◆ EXERCISE PROMPT ◆
Could you continue the Rust text on raw strings, raw identifiers and unit tests, picking up right after its last line and leaving the material that follows it aside?

◆ READING PASSAGE ◆
%%
Rust lets you create "raw string" literals using the special r# prefix and # suffix on a string:

let s = r#"this string contains

embedded

   newlines and whitespace.
"#;

However, you can also use the magic r# prefix on identifiers! Check this out:

fn r#fn() {
    let r#let = "let";

    let r#match = match r#let {
        "let" => true,
        _ => false,
    };

    let r#String: String = "a string".to_string();

    println!(
        r#"Hello from the r#fn function!
        r#let variable has value: {:?}
        r#match is: {:?}
        r#String is: {:?}
        "#,
        r#let, r#match, r#String
    );
}

fn call_weird_function() {
    r#fn();
}

Using a r# prefix, you can create variables and functions with the same names as built-in identifiers or keywords like fn, let, struct, match, etc (well, with the addition of the odd r# prefix anyway ;)

A common use of this is for creating a variable called type. type on its own is actually a rust keyword, but by prefixing with r#, you can create a variable that is distinct from the keyword:

let r#type = "foo";

println!("type is: {:?}", r#type);

Unit tests

  • To mock with rust, use the cfg annotation. This allows you to create test-specific chunks of code:

    // Conditional assignment for tests using attributes.
%%
◆ DATASET ◆
%%
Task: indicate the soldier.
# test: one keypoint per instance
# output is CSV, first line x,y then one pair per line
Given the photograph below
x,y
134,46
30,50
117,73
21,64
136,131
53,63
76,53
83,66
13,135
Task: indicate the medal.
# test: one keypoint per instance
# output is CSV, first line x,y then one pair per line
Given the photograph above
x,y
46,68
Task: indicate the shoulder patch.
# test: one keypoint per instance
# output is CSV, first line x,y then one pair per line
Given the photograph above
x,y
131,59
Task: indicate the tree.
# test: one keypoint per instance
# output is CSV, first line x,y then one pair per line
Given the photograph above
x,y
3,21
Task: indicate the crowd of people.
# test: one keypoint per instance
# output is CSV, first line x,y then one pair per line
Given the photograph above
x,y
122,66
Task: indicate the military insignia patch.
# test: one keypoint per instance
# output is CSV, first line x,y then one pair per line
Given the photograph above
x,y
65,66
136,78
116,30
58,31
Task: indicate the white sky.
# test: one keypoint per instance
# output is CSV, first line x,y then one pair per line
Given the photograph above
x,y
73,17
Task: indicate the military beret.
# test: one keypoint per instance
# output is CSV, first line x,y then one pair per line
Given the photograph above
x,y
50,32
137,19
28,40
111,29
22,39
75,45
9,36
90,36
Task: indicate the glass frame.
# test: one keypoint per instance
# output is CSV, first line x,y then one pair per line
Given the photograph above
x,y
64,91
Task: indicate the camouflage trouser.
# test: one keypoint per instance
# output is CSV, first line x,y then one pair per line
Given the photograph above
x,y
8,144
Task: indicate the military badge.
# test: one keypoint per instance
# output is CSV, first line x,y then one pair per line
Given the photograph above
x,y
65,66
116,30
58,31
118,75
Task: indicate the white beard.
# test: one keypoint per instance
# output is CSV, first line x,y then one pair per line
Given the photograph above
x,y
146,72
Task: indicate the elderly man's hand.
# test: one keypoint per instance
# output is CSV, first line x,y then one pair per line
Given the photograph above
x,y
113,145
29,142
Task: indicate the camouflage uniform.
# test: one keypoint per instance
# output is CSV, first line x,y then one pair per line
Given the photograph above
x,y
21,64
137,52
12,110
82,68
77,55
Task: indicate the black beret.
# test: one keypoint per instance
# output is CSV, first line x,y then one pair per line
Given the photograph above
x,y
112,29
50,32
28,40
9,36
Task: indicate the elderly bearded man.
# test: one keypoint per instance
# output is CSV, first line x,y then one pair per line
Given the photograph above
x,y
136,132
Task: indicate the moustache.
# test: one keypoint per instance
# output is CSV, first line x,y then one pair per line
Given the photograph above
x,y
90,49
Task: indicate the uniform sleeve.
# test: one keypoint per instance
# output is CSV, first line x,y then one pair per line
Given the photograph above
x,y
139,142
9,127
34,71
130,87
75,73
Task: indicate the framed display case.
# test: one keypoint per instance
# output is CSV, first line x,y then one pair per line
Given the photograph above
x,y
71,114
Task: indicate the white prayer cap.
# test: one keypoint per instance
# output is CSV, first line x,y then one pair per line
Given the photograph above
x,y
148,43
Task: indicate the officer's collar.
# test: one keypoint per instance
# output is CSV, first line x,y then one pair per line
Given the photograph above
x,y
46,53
%%
◆ SOLVED EXERCISE ◆
#[cfg(test)]
const MULTIPLIER: u64 = 3;

#[cfg(not(test))]
const MULTIPLIER: u64 = 1;

#[cfg(test)]
fn handler() {
    println!("I am the test version of the function!");
}

#[cfg(not(test))]
fn handler() {
    println!("I am the production version of the function!");
}

fn foo() {
    // The test version of the code
    #[cfg(test)]
    let x = 20;

    // The "production" version of the code
    #[cfg(not(test))]
    let x = -5;

    println!("INFO: x has value: {}", x);
}

// Non-test (production) version of the macro
#[cfg(not(test))]
macro_rules! welcome_all {
    ( $( $name:expr ),*) => {
        $( println!("INFO: PRODUCTION version: welcome_all: Hello {}", $name);)*
    };
}

// Test version of the macro
#[cfg(test)]
macro_rules! welcome_all {
    ( $( $name:expr ),*) => {
        $( println!("INFO: TEST version: welcome_all: Hello {}", $name);)*
    };
}

    Now, when you run cargo test or cargo tarpaulin, the test versions will be used rather than the non-test versions.

Gotchas

  • The last statement in a function is the return type and must NOT end with a semi-colon:

    fn foo() -> Result<(), String> {
  // XXX: Error as there *is* no last statement due to the semi-colon!
  Ok(());
}
    fn foo() -> Result<(), String> {
  // Correct
  Ok(())
}

    This behaviour also affects blocks:

    let foo = {
  "hello";
};

println!("{:?}", foo);

    What do you think the code above displays? Hint: it does not display hello! What the user actually meant was probably:

    let foo = {
  "hello" // XXX: <-- Note that there is no semi-colon here
};

println!("{:?}", foo); // prints "hello" now ;)

    You can protect yourself against this sort of bug by always specifying the type of the variable:

    let foo: &str = {
  "hello";
};

    Now that we've added the type of foo as &str, this will fail to compile. The correct version is:

    let foo: &str = {
  "hello" // <-- Note that there is no semi-colon here
};

    Finally, this can affect you when running "unsafe" code using an unsafe block:

    // ERROR: incorrect code!
// Oops! This creates an fd, then destroys it "returning" nothing (the unit type, "()")
let file = unsafe { File::from_raw_fd(fd); };

    The corrected version (without the semi-colon in the unsafe block):

    let file: File = unsafe { File::from_raw_fd(fd) };

    Another "unsafe" gotcha using a loop. Spot the bug:

    // ERROR: incorrect code!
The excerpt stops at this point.